Task description –
Please reproduce, exactly and in full, the lines running from the one that contains "Where can the arched window" to the end of the entries.

Available data –
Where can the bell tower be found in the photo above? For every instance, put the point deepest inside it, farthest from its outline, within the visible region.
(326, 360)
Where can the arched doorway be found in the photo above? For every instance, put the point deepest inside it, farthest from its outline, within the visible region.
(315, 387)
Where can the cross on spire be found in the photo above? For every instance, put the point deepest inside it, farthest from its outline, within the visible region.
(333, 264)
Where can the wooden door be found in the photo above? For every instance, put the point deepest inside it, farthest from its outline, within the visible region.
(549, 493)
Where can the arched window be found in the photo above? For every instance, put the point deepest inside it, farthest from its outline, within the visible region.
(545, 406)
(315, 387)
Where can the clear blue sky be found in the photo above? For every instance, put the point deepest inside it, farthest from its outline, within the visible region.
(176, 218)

Response –
Where can the arched window be found in the photo above? For every instance, put the point deepest inside it, farthest from its outline, within the visible region.
(545, 406)
(315, 387)
Where can the clear blue sky be found in the photo above? For every instance, put the point deepest inside it, farthest from its outline, within the visible region.
(176, 218)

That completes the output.